§ **To-do list**
a) In the security analysis passage, what do traditional security procedures call for?
b) Extend the security analysis passage by writing what would come next after its final sentence.

In this example, the traditional security procedures call for security activity to be tasked to defend each barrier. However, a more comprehensive security analysis should consider an adversary that creates a coordinated attack that is designed to overcome multiple, parallel safety barriers in order to cause the failure of the function - the Top Event. Further, the security analysis should consider that the adversary can add functionality to the system, e.g. by covertly adding malicious code or hardware. This alters the system being defended and would warrant changes to the original bow-tie or fault tree analysis, if there were sufficient coordination between the security and safety teams. Therefore, more sophisticated security analysis may identify previously unidentified paths to cause the Top Event that should be fed back into the safety analysis. New adversary paths may also be created as a result of assembling the individual systems into systems-of-systems, which exhibit emergent properties. As digital control systems become more complex, there will be greater scope for emergent properties and consequently adversary paths that are created by combination of the systems.

Excerpts of labeled region data
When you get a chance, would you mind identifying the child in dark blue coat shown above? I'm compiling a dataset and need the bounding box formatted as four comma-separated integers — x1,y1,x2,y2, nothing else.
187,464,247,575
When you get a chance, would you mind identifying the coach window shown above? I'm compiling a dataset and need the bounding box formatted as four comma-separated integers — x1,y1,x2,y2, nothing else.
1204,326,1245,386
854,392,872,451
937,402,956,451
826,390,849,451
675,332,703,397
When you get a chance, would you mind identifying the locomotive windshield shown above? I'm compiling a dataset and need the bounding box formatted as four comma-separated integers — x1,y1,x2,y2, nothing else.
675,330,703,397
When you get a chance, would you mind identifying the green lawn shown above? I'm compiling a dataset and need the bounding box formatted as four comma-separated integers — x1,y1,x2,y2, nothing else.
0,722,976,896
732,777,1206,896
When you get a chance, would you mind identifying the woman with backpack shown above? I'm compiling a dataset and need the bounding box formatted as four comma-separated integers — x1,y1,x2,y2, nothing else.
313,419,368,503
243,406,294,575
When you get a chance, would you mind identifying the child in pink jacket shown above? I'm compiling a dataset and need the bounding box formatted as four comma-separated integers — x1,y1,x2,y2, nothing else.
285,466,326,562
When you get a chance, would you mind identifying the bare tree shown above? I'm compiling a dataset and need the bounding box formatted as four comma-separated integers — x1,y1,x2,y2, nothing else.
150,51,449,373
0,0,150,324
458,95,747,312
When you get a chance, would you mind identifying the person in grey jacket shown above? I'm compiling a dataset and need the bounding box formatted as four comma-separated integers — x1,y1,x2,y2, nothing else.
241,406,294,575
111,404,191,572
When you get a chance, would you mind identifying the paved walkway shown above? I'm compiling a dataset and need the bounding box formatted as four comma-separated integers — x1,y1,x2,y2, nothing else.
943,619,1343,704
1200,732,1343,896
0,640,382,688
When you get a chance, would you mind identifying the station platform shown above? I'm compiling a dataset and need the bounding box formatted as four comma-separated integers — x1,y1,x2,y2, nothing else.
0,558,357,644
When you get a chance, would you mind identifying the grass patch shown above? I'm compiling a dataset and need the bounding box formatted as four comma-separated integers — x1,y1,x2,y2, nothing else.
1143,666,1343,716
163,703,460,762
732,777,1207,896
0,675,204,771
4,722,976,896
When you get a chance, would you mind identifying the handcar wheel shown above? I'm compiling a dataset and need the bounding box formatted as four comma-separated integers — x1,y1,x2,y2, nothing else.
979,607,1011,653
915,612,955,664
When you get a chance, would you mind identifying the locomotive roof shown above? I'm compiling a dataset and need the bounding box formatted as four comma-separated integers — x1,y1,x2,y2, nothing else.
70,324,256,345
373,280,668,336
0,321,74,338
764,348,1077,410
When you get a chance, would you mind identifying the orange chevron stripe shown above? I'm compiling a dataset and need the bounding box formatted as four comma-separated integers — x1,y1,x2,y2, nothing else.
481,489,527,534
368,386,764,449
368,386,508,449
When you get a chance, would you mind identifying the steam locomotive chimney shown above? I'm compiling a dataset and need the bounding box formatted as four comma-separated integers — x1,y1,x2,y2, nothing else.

§ **Answers per task**
a) They call for security activity to be tasked to defend each barrier.

b)
4. Development of a Function-Centric Approach to CSRM

An evolution enabling this systems engineering approach can be seen in the introduction of a function-centric approach to computer security risk management (CSRM) in the first revision of the IAEA’s Nuclear Security Series publication, NSS 17-T Computer Security Techniques for Nuclear Facilities ².

The original publication of NSS 17 focused on a system-centric approach to security, prioritising developing security requirements for individual digital assets without fully considering the larger picture, the interdependencies between systems and the properties that emerge from their combination. Implementations would see a standard set of computer security measures created at various levels of consequence within the facility. While the approach at the time was common practice within the nuclear industry, it led to an incomplete and inefficient delivery of security, with controls that were additive and targeted at protecting individual systems against compromise. The controls were not easily and demonstrably traceable to meeting security and safety objectives to protect critical functions.

The introduction of NSS 17-T Rev. 1 adopts a function-centric approach so that security measures defend the critical functions and, in this way, better support safety requirements. For example, the consideration of the critical function that a system contributes to would ensure that two systems on a common approach to defence in depth are separated into different computer security zones. This tailored defensive computer security architecture is designed to preserve existing approaches to safety defence in depth, providing a more effective and efficient security strategy.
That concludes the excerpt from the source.